Objective: Quote the stretch of the tracing guide from "Skip to content" through "of static configuration.".

Source text:
****************************************

Skip to content

Observability

Distributed Tracing

The Istio documentation dedicates a page to guide users on how to propagate trace headers in calls between microservices, in order to support distributed tracing.

In this version of PetClinic, all Spring Boot microservices have been configured to propagate trace headers using micrometer-tracing.

Micrometer tracing is an elegant solution, in that we do not have to couple the trace header propagation with the application logic. Instead, it becomes a simple matter of static configuration.

See the application.yaml resource files and the property management.tracing.baggage.remote-fields which configures the fields to propagate.

To make testing this easier, configure Istio with 100% trace sampling, as follows:

telemetry.yaml
---
apiVersion: telemetry.istio.io/v1alpha1
kind: Telemetry
metadata:
  name: mesh-default
  namespace: istio-system
spec:
  tracing:
  - providers:
    - name: zipkin
    randomSamplingPercentage: 100.0
  accessLogging:
  - providers:
    - name: envoy
kubectl apply -f manifests/config/telemetry.yaml

Observe distributed traces

In its samples directory, Istio provides sample deployment manifests for various observability tools, including Zipkin and Jaeger.

Deploy Jaeger to your Kubernetes cluster:

  1. Deploy Jaeger:

    kubectl apply -f istio-1.23.0/samples/addons/jaeger.yaml
    
  2. Wait for the Jaeger pod to be ready:

    kubectl get pod -n istio-system
    

Next, let us turn our attention to calling an endpoint that will generate a trace capture, and observe it in the Jaeger dashboard:

  1. Call the petclinic-frontend endpoint that calls both the customers and visits services. Feel free to make mulitple requests to generate multiple traces.

    curl -s http://$LB_IP/api/gateway/owners/6 | jq
    
  2. Launch the jaeger dashboard:

    istioctl dashboard jaeger
    
  3. In Jaeger, search for traces involving the services petclinic-frontend, customers, and visits.

You should see one or more traces, each with six spans. Click on any one of them to display the full end-to-end request-response flow across all three services.

Distributed Trace Example

Close the Jaeger dashboard.

Exposing metrics

Istio has built-in support for Prometheus as a mechanism for metrics collection.

Each Spring Boot application is configured with a micrometer dependency to expose a scrape endpoint for Prometheus to collect metrics.

Call the scrape endpoint and inspect the metrics exposed directly by the Spring Boot application:

kubectl exec deploy/customers-v1 -c istio-proxy -- \
  curl -s localhost:8080/actuator/prometheus

Separately, Envoy collects a variety of metrics, often referred to as RED metrics, for: Requests, Errors, and Durations.

****************************************

Pointing dataset records:
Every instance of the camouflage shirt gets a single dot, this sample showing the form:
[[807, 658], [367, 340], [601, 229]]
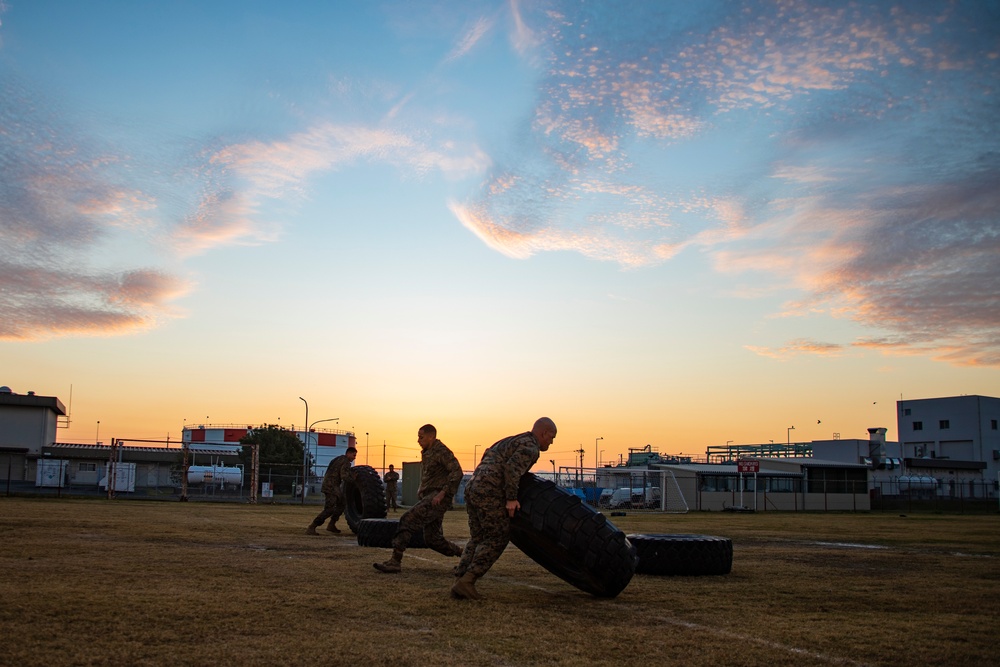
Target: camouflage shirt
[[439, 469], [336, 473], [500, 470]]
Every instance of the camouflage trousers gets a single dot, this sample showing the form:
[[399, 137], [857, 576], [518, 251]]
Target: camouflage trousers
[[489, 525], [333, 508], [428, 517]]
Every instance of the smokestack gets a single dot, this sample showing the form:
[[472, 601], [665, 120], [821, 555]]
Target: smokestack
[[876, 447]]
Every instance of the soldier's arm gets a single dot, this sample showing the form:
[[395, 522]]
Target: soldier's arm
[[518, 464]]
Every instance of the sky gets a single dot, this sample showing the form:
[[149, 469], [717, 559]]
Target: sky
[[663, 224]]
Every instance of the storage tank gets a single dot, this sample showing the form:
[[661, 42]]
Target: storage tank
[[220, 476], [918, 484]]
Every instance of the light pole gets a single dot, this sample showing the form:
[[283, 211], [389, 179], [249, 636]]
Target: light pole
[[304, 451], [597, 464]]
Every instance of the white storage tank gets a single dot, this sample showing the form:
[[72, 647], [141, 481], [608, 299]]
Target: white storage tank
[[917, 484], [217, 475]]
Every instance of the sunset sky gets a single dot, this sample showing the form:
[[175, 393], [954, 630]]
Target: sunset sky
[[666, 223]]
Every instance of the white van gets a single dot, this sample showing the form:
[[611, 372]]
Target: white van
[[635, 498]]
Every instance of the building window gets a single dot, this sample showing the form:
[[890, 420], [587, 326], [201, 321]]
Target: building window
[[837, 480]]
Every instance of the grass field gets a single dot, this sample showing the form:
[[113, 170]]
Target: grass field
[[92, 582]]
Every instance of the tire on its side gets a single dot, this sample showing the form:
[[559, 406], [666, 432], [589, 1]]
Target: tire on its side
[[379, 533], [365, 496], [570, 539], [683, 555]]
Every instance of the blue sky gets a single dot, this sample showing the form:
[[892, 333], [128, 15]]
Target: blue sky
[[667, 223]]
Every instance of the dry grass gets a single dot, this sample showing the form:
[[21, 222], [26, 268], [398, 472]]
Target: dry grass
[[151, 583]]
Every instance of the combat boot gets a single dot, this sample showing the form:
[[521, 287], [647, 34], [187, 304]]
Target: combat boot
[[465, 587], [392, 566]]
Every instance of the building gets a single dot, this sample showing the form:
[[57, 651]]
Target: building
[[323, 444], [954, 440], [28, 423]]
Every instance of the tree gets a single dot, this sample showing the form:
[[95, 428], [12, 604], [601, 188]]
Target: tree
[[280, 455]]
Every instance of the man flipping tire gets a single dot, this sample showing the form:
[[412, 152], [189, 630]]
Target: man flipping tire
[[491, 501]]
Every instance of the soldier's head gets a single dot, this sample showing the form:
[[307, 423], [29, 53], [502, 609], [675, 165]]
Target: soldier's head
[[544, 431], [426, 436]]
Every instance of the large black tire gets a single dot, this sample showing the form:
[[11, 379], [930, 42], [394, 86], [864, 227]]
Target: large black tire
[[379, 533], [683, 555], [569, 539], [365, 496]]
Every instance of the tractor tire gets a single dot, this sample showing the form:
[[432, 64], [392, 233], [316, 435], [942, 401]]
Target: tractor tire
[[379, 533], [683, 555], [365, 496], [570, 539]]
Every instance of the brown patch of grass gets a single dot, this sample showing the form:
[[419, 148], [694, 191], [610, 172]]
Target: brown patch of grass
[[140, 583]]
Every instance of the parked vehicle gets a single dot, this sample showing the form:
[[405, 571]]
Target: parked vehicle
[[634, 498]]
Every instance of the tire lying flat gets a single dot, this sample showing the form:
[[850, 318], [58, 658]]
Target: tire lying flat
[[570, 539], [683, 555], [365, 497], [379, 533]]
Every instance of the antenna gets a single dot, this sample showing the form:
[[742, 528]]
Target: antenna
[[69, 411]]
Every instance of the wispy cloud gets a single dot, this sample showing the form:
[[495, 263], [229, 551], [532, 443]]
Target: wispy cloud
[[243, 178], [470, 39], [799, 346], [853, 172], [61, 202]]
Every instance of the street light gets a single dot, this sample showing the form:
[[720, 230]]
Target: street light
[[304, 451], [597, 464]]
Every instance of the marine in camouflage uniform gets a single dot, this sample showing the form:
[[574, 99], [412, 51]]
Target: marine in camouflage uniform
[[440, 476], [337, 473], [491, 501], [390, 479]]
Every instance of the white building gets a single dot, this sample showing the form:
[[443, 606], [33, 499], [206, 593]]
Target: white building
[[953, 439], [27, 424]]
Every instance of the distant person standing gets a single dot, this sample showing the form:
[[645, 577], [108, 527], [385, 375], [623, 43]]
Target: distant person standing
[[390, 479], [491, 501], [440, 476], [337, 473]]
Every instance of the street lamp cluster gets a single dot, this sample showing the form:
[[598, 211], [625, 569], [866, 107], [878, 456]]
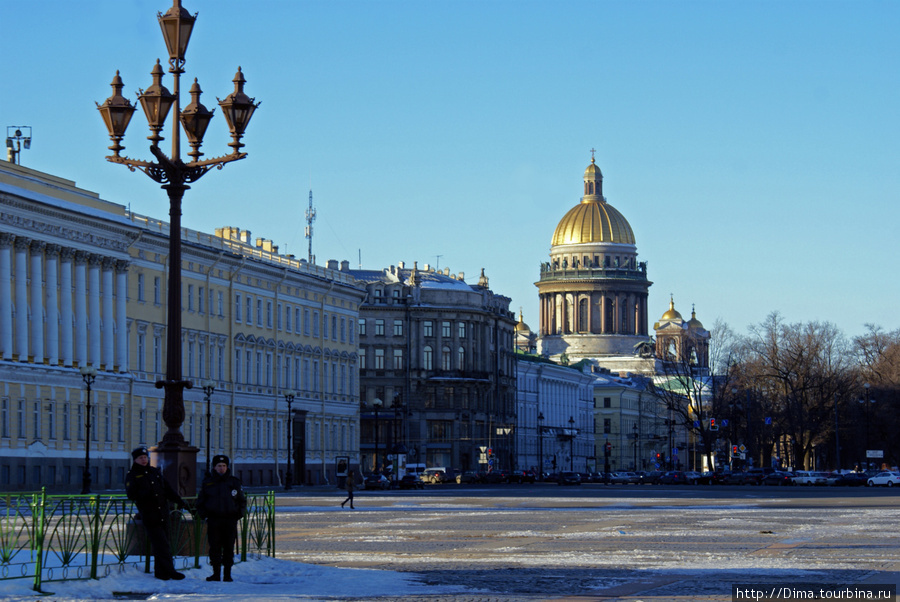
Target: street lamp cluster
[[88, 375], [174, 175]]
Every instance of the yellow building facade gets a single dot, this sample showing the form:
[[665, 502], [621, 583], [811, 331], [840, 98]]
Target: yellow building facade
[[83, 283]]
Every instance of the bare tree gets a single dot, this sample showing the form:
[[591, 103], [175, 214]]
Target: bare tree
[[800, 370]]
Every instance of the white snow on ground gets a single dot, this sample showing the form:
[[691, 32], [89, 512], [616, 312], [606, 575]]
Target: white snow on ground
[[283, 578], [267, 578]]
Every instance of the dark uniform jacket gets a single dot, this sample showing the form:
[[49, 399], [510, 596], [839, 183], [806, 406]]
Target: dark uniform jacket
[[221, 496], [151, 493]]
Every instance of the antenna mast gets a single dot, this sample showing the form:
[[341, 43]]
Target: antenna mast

****************************************

Response:
Skip to content

Observability

Distributed Tracing

The Istio documentation dedicates a page to guide users on how to propagate trace headers in calls between microservices, in order to support distributed tracing.

In this version of PetClinic, all Spring Boot microservices have been configured to propagate trace headers using micrometer-tracing.

Micrometer tracing is an elegant solution, in that we do not have to couple the trace header propagation with the application logic. Instead, it becomes a simple matter of static configuration.